→ Information:
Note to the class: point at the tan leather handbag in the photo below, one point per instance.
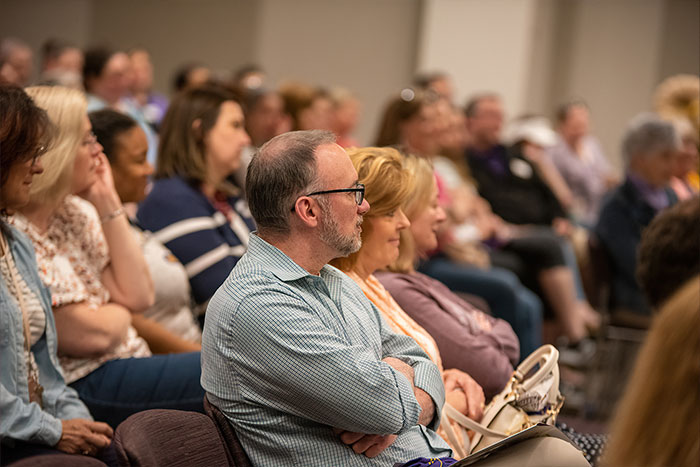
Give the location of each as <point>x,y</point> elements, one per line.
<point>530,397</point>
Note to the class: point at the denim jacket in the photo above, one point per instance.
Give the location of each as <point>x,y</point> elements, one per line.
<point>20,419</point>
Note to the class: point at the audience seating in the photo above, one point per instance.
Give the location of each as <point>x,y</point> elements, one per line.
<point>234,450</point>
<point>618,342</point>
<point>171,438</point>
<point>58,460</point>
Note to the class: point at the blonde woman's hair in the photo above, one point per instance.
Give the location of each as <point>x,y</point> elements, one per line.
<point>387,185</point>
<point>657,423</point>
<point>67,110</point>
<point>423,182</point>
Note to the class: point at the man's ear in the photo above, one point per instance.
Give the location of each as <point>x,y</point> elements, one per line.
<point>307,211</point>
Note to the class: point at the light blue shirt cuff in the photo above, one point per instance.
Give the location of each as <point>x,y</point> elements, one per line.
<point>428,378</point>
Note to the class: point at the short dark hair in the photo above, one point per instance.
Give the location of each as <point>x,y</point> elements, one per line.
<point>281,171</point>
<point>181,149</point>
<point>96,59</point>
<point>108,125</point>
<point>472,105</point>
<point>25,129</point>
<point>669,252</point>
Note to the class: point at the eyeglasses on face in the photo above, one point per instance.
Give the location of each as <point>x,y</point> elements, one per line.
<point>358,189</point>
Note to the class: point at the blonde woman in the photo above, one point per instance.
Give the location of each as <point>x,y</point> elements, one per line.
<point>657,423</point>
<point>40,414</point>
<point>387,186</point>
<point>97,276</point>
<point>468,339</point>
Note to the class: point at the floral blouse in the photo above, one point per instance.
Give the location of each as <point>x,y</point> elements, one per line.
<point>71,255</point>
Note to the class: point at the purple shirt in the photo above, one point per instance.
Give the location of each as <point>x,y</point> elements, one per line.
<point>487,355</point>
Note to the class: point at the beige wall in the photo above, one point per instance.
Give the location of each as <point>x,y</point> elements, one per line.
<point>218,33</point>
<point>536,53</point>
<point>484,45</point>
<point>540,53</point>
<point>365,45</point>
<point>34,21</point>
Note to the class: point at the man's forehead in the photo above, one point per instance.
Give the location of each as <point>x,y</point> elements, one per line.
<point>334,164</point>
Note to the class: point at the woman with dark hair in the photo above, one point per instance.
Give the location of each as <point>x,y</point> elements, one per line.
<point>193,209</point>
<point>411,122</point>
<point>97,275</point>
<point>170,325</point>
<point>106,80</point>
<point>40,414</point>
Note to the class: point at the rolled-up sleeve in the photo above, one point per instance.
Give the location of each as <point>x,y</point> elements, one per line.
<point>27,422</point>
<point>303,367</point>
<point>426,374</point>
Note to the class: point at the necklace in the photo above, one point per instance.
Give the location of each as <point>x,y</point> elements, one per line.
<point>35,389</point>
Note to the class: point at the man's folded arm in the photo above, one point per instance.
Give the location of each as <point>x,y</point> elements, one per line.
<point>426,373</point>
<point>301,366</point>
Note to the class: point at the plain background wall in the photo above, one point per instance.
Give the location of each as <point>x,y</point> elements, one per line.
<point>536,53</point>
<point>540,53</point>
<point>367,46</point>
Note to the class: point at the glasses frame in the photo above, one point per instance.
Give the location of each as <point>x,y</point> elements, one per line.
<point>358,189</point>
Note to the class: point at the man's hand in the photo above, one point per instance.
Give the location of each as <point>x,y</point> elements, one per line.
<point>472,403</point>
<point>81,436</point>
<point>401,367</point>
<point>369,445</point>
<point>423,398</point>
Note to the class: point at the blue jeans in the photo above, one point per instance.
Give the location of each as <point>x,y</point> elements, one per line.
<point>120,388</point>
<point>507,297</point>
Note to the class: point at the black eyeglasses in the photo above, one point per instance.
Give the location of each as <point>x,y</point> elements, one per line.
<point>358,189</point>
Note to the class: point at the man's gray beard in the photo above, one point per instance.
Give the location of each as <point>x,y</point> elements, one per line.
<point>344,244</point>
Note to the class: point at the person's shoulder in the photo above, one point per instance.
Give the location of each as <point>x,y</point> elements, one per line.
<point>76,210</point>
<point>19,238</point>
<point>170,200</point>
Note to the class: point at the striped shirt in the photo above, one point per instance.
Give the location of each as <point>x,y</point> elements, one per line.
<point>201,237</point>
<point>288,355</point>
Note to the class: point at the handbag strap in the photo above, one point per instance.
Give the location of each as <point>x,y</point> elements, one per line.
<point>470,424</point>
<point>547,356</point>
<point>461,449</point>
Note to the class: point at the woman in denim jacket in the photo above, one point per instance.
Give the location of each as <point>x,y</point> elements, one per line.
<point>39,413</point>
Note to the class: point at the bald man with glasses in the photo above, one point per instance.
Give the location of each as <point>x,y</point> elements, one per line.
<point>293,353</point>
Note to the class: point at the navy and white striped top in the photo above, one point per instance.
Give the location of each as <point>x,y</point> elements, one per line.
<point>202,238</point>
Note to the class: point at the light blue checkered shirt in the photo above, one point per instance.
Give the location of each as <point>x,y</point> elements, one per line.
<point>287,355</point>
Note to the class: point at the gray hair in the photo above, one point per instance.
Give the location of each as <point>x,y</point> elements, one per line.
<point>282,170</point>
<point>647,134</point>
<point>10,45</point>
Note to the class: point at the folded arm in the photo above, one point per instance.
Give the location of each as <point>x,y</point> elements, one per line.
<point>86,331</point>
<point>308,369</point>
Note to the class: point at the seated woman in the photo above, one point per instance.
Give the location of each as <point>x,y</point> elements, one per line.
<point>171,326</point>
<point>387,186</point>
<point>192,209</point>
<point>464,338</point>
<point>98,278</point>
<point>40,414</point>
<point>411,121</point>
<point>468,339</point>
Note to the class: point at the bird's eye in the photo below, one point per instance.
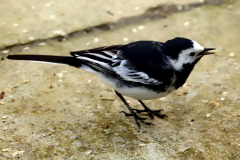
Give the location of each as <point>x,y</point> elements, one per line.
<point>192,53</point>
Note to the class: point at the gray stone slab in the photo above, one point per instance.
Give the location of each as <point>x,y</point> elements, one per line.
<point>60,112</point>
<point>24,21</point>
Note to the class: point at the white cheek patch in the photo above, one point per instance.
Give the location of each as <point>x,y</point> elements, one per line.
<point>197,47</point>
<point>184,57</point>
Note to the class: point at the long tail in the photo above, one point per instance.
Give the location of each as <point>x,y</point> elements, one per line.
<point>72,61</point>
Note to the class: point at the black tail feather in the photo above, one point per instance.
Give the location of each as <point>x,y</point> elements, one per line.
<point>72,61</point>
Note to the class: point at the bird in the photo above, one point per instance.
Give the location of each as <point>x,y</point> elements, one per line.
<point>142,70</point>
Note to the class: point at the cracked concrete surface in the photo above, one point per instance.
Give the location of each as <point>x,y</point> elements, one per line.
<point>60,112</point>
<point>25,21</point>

...

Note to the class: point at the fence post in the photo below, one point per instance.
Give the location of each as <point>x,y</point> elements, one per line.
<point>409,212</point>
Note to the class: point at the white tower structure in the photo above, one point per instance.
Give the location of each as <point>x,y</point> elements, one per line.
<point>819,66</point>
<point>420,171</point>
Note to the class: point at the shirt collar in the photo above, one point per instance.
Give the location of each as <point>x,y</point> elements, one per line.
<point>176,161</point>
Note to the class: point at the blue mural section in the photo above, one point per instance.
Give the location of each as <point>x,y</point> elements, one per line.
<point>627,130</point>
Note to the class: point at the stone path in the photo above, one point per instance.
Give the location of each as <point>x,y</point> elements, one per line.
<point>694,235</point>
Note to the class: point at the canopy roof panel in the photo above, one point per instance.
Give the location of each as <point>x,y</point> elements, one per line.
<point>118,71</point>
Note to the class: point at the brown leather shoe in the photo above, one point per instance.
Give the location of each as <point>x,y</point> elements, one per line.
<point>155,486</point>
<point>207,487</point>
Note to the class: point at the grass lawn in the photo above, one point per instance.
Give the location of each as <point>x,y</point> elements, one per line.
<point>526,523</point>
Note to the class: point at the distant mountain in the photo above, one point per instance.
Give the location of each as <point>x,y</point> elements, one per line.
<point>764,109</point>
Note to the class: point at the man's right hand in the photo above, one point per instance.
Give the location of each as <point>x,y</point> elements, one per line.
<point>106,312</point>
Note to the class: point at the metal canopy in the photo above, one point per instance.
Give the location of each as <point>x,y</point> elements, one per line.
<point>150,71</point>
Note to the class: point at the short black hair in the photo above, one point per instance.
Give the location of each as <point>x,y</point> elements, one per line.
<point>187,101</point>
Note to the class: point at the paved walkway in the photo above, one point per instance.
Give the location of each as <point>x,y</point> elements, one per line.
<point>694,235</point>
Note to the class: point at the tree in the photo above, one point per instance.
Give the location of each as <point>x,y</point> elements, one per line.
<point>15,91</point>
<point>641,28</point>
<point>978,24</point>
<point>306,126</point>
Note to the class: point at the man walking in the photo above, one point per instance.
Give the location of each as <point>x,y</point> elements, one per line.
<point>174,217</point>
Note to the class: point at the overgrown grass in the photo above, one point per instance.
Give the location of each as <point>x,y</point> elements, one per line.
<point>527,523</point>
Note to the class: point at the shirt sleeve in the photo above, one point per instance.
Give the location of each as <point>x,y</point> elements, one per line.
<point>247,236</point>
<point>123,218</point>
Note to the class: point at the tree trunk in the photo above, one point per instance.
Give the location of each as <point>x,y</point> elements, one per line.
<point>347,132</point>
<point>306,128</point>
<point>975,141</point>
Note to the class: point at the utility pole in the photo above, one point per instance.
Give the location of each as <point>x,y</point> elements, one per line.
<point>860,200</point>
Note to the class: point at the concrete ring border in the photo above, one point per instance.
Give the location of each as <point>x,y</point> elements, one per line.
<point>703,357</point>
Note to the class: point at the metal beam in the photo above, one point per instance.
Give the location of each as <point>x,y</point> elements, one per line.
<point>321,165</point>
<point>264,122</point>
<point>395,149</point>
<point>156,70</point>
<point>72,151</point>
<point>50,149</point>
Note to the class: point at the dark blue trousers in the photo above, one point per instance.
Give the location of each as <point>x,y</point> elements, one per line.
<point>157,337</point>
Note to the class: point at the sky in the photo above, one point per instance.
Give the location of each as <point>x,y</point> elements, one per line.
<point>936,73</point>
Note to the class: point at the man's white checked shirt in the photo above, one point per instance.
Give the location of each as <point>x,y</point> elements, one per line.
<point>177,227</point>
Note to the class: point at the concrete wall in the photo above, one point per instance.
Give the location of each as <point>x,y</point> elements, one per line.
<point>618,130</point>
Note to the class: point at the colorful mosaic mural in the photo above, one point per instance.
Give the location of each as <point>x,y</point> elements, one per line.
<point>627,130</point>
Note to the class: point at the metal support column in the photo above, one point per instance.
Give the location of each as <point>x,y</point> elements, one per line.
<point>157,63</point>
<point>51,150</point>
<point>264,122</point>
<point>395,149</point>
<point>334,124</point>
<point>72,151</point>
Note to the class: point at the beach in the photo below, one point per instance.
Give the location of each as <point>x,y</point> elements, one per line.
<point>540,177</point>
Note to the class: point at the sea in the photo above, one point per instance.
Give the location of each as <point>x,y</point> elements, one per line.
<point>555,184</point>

→ About this task:
Please go line by line through the records above, copying each one that holds the string "sleeve".

→ Result for this task:
Note to the class: point at the rolled-up sleeve in the photo above, one point per instance.
Note to the class: point at the shirt sleeve in the photo above, one point per instance.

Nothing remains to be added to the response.